§ EXTRACTED RECORDS
------------------------------------
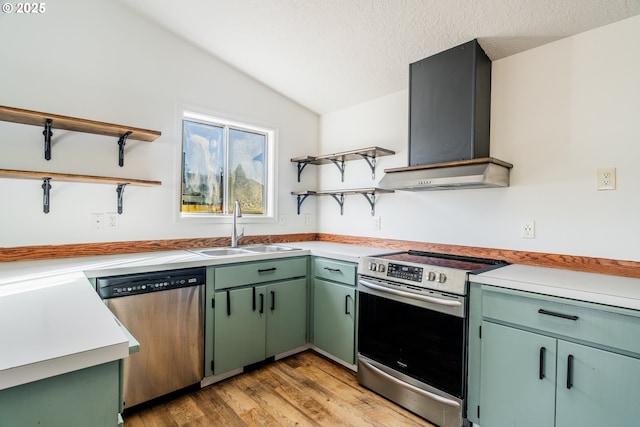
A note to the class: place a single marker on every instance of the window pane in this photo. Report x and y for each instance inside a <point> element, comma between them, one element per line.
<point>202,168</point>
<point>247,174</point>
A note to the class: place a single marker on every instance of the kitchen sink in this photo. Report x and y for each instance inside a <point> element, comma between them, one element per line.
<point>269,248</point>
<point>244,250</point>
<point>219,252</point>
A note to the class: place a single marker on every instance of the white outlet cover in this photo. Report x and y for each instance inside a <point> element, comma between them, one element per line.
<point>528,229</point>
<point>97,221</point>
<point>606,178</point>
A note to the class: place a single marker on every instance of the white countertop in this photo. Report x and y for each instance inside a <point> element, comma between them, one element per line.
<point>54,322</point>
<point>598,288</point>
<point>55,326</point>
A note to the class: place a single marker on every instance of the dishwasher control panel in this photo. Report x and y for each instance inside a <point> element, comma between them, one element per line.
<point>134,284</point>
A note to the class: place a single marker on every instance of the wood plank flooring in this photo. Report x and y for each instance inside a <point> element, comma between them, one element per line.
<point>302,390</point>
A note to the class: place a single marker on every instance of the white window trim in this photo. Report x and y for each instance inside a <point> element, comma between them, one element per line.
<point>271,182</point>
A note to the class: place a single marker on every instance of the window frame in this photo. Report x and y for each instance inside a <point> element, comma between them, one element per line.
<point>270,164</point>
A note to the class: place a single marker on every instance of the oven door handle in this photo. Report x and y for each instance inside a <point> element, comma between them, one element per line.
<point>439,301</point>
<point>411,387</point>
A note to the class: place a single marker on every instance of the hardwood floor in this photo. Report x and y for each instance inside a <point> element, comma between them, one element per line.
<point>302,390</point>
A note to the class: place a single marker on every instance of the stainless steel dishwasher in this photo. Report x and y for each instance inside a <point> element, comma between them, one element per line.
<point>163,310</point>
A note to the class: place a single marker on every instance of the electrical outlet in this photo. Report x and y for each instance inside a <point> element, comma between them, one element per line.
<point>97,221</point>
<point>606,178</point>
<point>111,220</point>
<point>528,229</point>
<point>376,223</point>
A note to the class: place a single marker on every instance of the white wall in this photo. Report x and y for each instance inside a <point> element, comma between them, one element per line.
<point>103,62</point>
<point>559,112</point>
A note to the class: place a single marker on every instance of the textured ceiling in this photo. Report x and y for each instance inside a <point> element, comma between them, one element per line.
------------------------------------
§ PROBLEM
Starting at the beginning of the entries and ending at the line that contains "<point>247,174</point>", copy those lines again with the requests included, scaling every point coordinate in the answers by 1.7 and rounding to whole numbers, with halves rounded up. Leave the pictures out and give only those lines.

§ SOLUTION FOR THIS PROBLEM
A note to the class: place a single marker on every instance of the window pane in this photo. Report x and y for each instance inside a <point> element, comma between them, one element per line.
<point>343,286</point>
<point>420,296</point>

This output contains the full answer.